(REQUIRED TASK): Rewrite the rows from the line holding "indicate the manicured" through the end of the rows, inclusive, keeping the requests. Adjust every point coordinate in the answers by adding -123 to it.

Point labeling dataset excerpts:
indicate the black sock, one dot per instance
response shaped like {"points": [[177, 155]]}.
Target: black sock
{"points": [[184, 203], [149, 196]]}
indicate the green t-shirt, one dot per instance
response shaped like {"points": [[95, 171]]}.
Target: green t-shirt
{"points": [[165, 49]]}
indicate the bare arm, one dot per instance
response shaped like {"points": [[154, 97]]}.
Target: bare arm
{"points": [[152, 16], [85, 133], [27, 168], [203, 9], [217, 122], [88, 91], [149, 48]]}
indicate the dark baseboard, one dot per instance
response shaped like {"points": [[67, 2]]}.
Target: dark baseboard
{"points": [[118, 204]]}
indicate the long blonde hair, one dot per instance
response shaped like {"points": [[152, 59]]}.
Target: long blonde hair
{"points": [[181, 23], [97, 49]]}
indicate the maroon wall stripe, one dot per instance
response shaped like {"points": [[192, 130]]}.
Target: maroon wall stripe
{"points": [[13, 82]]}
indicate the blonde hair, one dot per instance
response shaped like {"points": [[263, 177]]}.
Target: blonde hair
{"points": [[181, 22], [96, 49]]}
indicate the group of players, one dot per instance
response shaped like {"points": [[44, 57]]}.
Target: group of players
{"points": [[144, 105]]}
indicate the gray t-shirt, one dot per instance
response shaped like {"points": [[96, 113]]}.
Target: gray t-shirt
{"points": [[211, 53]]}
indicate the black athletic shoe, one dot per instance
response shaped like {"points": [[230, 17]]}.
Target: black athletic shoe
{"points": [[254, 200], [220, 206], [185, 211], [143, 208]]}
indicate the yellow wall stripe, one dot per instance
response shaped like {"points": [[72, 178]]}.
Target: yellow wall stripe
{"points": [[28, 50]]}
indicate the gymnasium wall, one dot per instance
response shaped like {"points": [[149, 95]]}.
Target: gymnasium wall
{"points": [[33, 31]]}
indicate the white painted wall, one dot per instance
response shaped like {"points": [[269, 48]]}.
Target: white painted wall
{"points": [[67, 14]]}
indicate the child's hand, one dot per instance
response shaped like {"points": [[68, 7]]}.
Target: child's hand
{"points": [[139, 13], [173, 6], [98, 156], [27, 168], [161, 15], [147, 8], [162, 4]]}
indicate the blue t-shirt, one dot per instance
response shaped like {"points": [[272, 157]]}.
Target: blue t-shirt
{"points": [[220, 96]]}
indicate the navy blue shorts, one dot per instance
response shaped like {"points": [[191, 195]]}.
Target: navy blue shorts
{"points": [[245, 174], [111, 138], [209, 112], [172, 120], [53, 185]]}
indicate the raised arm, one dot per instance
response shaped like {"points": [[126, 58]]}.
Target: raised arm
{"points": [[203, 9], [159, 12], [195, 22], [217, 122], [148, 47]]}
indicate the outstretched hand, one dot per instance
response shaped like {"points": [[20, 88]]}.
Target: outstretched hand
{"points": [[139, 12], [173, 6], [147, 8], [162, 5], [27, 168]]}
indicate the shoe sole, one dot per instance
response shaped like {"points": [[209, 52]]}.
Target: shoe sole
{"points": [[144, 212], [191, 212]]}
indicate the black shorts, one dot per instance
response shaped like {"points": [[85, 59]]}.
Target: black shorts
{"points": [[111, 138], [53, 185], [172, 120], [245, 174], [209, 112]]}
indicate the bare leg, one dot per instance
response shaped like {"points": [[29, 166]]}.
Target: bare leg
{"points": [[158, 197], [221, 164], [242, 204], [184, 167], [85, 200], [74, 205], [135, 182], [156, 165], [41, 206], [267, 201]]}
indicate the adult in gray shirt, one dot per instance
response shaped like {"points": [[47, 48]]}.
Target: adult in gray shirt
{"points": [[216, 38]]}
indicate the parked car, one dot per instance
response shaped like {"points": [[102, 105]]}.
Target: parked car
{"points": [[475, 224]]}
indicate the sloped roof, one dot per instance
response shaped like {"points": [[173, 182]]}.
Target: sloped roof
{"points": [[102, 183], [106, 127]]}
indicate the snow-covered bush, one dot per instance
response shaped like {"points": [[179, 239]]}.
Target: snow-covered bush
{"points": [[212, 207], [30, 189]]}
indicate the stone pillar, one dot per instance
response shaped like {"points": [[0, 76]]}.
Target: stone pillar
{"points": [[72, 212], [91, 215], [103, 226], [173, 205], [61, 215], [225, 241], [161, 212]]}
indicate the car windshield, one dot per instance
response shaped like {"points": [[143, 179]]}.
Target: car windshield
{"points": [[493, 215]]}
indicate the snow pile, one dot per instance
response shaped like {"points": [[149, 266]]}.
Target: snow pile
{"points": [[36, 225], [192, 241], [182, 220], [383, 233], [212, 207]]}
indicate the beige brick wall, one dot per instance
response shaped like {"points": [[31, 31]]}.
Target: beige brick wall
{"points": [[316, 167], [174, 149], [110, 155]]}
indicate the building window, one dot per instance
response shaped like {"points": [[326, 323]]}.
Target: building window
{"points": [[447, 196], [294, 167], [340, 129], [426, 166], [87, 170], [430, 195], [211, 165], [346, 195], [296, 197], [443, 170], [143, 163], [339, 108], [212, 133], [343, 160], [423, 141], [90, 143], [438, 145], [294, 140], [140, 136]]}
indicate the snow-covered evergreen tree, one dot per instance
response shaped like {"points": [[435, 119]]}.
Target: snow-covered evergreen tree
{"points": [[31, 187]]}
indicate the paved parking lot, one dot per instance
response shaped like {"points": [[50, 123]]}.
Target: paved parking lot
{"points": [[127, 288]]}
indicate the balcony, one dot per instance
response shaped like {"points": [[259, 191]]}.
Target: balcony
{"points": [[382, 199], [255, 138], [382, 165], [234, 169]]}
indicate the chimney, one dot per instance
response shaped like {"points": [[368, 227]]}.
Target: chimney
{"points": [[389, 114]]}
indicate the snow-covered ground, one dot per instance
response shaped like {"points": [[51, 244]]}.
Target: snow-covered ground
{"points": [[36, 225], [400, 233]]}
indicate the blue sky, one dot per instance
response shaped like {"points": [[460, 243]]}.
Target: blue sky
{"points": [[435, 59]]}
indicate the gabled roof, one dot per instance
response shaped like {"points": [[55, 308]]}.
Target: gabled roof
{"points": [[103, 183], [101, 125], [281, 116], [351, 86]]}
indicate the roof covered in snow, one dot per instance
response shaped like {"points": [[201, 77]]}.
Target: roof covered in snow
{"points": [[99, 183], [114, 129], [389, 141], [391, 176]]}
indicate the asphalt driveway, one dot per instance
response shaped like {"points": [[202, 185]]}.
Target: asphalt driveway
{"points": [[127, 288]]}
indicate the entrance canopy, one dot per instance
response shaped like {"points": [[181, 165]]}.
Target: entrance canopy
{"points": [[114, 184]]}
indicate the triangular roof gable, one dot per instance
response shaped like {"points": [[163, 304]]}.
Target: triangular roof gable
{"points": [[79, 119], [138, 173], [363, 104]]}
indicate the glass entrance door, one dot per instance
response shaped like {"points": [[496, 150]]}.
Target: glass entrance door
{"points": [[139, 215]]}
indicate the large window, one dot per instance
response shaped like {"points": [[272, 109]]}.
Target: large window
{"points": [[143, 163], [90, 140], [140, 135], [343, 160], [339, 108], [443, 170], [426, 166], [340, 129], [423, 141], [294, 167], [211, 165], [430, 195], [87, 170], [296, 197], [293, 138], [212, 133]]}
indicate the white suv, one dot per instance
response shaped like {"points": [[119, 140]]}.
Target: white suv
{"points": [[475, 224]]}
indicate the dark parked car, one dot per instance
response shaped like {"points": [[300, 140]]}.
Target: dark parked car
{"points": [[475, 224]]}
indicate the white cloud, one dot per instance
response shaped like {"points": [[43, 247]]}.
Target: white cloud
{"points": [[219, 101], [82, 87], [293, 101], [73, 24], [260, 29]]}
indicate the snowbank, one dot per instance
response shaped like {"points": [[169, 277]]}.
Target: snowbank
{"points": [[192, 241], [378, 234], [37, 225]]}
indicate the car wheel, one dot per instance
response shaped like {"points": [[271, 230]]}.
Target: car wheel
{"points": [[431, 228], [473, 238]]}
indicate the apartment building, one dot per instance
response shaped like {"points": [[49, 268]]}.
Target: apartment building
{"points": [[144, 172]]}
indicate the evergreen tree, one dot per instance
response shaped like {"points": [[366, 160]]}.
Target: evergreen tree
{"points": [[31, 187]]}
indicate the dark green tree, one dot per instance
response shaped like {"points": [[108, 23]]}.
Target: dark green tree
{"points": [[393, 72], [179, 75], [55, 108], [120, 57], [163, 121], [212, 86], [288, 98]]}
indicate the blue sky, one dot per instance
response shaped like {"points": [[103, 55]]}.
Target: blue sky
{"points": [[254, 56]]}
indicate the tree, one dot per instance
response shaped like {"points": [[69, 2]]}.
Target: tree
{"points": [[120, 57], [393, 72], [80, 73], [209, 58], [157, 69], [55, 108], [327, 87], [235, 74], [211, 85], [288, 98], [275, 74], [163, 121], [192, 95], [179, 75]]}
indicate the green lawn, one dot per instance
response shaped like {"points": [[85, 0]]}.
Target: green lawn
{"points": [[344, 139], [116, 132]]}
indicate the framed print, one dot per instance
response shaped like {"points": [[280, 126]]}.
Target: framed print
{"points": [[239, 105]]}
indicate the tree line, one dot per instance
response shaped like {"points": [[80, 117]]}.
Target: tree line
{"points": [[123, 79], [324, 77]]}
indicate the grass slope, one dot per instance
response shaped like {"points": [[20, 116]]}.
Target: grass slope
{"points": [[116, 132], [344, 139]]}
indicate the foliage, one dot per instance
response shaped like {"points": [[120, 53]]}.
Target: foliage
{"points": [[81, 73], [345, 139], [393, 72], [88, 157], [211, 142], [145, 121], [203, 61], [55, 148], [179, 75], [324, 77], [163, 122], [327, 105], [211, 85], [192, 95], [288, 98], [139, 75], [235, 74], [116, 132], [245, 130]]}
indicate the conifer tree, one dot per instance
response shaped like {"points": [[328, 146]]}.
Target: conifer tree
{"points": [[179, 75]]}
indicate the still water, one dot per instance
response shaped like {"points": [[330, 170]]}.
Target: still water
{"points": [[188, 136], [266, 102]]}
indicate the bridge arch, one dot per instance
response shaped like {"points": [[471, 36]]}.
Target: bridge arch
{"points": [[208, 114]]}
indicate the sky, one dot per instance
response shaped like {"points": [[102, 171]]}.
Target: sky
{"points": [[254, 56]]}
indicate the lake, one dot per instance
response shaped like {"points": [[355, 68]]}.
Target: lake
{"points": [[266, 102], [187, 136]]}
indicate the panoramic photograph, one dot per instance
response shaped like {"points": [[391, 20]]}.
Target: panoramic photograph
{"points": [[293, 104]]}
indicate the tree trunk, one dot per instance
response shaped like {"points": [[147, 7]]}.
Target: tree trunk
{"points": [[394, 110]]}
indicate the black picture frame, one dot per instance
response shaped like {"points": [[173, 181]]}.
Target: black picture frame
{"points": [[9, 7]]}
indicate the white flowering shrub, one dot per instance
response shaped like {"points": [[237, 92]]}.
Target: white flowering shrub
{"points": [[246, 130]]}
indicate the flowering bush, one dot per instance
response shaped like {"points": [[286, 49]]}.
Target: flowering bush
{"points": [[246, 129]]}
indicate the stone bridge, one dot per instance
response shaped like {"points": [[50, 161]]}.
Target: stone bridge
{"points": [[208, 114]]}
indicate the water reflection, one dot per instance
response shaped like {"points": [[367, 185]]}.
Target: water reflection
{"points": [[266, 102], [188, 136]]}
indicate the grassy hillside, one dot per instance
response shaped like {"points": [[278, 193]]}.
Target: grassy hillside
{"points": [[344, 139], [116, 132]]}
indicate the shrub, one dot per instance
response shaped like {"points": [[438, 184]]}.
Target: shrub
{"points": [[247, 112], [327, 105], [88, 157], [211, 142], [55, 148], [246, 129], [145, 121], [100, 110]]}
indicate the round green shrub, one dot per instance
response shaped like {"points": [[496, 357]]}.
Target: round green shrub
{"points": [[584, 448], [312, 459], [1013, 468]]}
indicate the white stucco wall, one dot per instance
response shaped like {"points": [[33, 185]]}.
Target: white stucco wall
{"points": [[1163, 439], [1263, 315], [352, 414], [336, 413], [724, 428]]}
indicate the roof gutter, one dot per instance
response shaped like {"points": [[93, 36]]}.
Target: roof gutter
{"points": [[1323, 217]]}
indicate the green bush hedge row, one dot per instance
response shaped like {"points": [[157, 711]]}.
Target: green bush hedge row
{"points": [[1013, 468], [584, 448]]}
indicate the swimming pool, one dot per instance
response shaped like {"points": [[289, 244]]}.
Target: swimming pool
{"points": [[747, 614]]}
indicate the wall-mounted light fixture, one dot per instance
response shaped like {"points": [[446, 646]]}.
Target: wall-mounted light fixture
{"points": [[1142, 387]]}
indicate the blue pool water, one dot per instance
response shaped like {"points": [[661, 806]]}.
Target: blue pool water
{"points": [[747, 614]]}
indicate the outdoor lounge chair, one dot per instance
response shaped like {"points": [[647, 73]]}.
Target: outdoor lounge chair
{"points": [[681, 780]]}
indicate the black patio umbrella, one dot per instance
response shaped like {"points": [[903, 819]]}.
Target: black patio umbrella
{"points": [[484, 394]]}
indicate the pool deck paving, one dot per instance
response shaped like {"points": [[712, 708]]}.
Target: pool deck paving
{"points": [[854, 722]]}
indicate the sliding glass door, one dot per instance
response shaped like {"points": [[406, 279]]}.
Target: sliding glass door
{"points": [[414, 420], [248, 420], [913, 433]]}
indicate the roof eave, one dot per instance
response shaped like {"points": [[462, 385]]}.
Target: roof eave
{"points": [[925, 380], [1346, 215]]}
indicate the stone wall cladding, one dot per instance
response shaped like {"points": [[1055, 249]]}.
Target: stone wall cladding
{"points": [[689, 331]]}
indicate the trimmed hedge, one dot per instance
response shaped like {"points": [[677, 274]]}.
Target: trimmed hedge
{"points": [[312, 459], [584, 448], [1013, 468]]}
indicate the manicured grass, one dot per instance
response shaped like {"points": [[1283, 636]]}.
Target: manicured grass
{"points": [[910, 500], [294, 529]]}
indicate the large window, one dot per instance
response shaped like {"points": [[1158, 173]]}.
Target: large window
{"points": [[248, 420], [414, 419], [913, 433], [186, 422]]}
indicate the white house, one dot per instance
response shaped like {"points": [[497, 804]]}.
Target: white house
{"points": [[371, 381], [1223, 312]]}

(TASK SOLUTION):
indicate the manicured grass, one dot per instance
response shaped like {"points": [[1283, 636]]}.
Target: manicured grass
{"points": [[787, 377], [171, 406]]}
indicate the large window, one dot per instance
response shaped like {"points": [[1158, 173]]}.
Target: large window
{"points": [[125, 297], [291, 296], [790, 310], [63, 299]]}
indicate the white house, one dot per instance
response shaped like {"points": [[497, 804]]}.
Target: white house
{"points": [[248, 258], [1100, 189]]}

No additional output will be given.